== Excerpt to read ==

Lies of P studied up on soulslikes and really emulated the experience better than any other title that aspires to the greatness of developer From Software, at least out of the ones I’ve played. Bridges with collapsing sections, enemies that ambush you ever so slightly out of your vision range when you go to pick up an item, and traps like giant, flaming boulders kill you because you walked through a door and went left instead of right- how stupid of you, right? This is something any fan of From Software’s games should be familiar with, but Neowiz, the developer of Lies of P, really likes to troll the player as often as they can.

There’s so much in Lies of P that’s going to be familiar with fans of From Software’s Souls games. Your healing is from an Estus Flask equivalent that recharges every time you reach a Stargazer, which is the fairy tale equivalent of From Software’s bonfires. Defeating enemies gives you Ergo, which is the Lies of P proxy of souls or runes, and you spend Ergo to level up and buy items as you progress through the fictional city of Krat.

The equipment system in Lies of P is incredibly similar to what you’d enjoy in a title like Dark Souls, but there are some differences. Instead of wearing armor, you can instead equip four different mechanical pieces of Pinocchio with different functionality. Some parts may have greater damage resistance, while others may help prevent shock or overheating. Each part, amulet, and weapon you equip has a weight value, and if the total weight is higher than a specific value determined by your maximum equip load, everything you do will be slower, including dodging and attacking. The amulets are the items with the most varied effects, as they can provide you with benefits such as increasing your HP, allowing you to deal more damage to puppets, or increasing your damage after performing a perfect guard.

Combat is what players will engage with most, and Lies of P makes a very interesting combination of Bloodborne and Sekiro inspired gameplay. Attacking enemies will build up an invisible stagger meter, and perfectly guarding an opponent’s attack by pressing the block button with good timing will deflect the attack and also build up stagger, and landing a charged heavy attack after the enemy has been staggered will allow you to perform a devastating fatal blow. You only have a short time to land a fully charged heavy attack when the enemy can be staggered, indicated by their health bar being outlined in white.

===
== Excerpted data ==

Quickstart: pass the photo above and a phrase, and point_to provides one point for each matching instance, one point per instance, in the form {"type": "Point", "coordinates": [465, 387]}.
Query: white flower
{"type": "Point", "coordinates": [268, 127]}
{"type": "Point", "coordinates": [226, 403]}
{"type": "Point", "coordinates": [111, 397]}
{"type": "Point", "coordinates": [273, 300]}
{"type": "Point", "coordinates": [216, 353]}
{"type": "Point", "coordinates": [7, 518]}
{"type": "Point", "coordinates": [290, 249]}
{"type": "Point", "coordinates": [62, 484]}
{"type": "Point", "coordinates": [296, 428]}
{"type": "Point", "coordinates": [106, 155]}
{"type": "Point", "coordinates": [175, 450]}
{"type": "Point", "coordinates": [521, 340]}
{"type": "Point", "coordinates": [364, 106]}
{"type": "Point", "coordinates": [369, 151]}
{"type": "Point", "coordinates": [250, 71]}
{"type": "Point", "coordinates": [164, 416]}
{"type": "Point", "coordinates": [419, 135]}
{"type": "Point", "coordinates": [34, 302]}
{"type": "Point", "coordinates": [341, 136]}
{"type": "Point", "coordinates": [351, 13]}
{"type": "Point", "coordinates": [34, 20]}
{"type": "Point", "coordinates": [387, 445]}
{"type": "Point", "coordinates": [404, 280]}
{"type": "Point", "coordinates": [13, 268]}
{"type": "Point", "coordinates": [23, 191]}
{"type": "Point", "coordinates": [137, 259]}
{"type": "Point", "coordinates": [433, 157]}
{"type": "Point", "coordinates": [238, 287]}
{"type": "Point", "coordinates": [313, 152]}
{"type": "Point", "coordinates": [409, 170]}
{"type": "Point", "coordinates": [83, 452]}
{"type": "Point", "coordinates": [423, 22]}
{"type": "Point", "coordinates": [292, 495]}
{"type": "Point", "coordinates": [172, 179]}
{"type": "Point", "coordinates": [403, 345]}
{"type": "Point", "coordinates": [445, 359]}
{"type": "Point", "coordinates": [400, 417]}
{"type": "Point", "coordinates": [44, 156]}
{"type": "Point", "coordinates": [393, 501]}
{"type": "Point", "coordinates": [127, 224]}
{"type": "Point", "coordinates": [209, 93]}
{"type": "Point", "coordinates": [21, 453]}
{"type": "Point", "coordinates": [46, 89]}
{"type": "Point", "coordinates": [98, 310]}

===

• List of tasks:
(A) Summarize the passage on Lies of P in two sentences.
(B) Write out the records, beginning at their first line and stopping after the line that contains "Query: white flower".
The passage and the records have no connection to each other.

• Worked solutions:
(A) Lies of P closely emulates From Software's soulslikes, including a healing item that recharges at Stargazers, Ergo spent to level up and buy items, and a weight-based equipment system built on Pinocchio parts, amulets and weapons. Its combat combines Bloodborne and Sekiro inspired gameplay: attacks and perfect guards build an invisible stagger meter, and a charged heavy attack on a staggered enemy triggers a fatal blow.

(B)
Quickstart: pass the photo above and a phrase, and point_to provides one point for each matching instance, one point per instance, in the form {"type": "Point", "coordinates": [465, 387]}.
Query: white flower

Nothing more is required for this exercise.